**RECORDED INFORMATION**.
—————

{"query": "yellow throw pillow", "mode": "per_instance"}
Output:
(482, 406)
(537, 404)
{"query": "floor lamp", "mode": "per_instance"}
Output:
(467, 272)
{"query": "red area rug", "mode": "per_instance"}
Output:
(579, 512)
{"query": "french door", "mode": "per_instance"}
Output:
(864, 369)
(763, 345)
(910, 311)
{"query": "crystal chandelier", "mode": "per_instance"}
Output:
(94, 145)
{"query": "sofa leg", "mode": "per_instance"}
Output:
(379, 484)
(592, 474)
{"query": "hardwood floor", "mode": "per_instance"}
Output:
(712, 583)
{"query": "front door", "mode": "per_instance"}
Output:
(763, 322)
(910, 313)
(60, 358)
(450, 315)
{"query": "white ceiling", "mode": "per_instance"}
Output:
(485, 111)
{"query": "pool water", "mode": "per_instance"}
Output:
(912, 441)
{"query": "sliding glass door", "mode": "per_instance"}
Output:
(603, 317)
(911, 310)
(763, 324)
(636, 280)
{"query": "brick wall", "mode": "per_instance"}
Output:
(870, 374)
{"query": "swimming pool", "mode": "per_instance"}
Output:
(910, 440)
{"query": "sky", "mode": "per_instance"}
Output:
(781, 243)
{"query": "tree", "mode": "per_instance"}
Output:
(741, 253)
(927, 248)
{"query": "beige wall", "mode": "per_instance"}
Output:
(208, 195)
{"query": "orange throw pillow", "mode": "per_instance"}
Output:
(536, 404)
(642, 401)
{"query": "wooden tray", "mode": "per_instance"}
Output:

—————

Reproduce every line above containing "floor".

{"query": "floor lamp", "mode": "per_instance"}
{"query": "hardwood floor", "mode": "per_instance"}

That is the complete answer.